> **INSTRUCTIONS FOR THE TASK**: Filter the lines below and copy each one that contains the word "instance", matching case exactly.

> **STORED ROWS**:
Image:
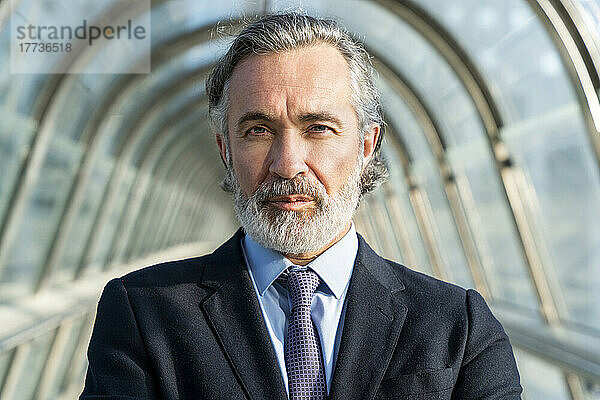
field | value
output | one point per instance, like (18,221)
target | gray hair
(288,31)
---
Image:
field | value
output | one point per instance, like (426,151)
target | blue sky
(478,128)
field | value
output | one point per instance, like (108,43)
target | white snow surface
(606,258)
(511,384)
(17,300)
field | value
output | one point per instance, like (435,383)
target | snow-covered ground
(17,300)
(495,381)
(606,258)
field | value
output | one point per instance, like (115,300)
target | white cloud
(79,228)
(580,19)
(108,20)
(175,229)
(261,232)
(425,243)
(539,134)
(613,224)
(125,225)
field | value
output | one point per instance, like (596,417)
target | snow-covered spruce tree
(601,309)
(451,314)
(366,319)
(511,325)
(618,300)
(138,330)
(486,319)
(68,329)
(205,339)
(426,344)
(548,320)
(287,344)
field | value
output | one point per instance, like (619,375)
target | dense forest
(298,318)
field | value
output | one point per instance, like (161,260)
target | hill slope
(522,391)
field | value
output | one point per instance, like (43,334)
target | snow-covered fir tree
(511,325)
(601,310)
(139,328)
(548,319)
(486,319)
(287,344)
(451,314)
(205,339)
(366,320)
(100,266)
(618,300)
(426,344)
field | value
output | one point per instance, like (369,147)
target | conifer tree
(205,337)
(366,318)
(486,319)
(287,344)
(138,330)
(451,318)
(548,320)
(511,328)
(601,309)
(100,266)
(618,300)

> **EXERCISE RESULT**:
output | one point per instance, like (18,221)
output | one point per instance, like (426,151)
output | one point per instance, like (108,43)
output | one point per instance, like (435,383)
output | one point per instance, like (115,300)
output | one point per instance, like (596,417)
output | one point per instance, like (619,375)
output | one point per instance, like (161,260)
output | one point per instance, like (43,334)
output | one point per instance, like (369,147)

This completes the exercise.